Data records
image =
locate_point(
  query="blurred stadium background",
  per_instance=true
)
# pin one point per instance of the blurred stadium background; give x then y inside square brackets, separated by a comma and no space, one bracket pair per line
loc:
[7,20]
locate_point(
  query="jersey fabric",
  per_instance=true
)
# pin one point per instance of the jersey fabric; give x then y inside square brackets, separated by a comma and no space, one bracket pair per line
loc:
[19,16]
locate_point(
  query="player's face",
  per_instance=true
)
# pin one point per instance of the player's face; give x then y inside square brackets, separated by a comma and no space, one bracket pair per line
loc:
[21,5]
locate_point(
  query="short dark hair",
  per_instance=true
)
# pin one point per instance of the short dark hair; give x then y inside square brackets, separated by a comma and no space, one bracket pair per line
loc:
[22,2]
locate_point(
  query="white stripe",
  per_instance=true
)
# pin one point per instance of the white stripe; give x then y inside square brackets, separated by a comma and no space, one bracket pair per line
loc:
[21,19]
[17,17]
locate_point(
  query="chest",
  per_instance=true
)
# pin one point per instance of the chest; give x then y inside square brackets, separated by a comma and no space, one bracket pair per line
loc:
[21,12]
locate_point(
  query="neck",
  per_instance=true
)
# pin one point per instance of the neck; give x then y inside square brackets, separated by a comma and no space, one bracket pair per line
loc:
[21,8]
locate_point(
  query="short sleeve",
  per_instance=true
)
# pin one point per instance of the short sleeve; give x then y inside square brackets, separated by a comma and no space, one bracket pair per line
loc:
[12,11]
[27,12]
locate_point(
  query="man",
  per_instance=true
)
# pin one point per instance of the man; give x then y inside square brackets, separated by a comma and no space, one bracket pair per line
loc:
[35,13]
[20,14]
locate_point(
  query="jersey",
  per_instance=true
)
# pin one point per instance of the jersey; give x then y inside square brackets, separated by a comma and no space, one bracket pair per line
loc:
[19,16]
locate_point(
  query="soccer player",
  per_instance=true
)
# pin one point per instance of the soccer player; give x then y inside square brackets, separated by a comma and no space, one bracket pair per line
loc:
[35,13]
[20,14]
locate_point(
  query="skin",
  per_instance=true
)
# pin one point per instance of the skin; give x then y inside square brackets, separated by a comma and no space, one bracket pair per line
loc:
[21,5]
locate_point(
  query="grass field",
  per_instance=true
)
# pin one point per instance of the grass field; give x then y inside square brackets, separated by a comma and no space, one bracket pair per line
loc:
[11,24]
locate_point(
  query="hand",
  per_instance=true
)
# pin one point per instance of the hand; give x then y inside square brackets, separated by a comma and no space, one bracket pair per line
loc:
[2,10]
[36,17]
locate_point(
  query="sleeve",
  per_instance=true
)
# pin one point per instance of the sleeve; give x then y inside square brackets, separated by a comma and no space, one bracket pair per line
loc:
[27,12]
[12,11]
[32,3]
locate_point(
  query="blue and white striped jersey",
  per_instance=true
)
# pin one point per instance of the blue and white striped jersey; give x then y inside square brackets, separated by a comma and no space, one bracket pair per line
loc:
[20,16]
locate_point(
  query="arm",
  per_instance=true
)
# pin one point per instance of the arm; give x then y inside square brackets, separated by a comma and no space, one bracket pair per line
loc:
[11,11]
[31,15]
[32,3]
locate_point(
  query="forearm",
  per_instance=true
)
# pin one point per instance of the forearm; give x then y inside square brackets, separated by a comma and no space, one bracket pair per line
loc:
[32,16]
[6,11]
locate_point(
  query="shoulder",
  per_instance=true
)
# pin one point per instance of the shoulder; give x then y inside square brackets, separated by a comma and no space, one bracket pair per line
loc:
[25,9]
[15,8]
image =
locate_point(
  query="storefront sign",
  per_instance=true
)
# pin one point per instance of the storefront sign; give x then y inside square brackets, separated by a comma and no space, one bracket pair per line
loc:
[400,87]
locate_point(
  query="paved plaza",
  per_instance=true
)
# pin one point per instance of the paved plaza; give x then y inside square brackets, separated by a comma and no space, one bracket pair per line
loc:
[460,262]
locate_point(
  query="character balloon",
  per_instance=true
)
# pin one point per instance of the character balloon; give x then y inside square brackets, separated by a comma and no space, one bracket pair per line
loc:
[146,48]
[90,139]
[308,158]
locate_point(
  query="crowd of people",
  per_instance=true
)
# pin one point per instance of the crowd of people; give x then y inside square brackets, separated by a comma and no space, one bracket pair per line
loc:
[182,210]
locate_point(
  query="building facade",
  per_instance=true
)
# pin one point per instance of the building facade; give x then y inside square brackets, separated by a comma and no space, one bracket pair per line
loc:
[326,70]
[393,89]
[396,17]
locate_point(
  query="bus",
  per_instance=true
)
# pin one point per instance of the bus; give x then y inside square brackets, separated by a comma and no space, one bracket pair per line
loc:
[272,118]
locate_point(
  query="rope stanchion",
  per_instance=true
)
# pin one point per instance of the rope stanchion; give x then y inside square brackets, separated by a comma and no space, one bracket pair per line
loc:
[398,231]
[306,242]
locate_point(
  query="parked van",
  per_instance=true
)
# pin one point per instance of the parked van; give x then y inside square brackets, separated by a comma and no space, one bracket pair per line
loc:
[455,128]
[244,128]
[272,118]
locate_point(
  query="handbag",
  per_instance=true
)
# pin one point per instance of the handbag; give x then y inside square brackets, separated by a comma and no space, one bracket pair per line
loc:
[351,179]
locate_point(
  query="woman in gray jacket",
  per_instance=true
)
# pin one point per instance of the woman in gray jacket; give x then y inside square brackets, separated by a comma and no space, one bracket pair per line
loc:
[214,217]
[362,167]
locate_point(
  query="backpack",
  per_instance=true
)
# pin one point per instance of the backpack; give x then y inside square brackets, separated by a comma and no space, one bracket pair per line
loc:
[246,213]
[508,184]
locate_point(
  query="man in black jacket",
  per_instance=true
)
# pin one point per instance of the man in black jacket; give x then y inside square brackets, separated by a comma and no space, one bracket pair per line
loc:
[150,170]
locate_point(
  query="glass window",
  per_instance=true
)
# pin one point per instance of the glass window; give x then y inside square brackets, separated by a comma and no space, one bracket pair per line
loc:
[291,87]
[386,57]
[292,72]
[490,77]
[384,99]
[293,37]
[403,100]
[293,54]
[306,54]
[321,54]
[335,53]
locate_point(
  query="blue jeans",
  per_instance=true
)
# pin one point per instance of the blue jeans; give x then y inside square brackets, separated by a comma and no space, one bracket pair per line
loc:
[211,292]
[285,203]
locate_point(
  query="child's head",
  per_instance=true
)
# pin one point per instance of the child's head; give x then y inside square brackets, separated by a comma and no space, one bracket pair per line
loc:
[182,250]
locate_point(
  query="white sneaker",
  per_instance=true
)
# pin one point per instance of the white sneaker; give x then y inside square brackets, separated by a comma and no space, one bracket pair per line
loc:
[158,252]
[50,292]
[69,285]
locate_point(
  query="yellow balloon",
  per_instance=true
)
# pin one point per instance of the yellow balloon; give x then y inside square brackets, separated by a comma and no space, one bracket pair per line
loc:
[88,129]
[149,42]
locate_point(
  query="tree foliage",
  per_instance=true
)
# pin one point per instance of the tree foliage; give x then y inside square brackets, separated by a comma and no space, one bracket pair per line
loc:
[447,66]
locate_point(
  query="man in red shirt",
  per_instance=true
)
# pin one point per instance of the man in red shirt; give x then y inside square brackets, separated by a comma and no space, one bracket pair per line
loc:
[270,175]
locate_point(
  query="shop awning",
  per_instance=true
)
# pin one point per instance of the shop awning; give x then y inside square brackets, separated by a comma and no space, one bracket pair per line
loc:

__Try it__
Within the data above, find the lines that contain the word "storefront" and copy each of them.

__Solution for this task__
  query="storefront sign",
# pin one point per instance of the storefront sign; give x then y inside square brackets, separated by a comma and no space, one bracket pair per line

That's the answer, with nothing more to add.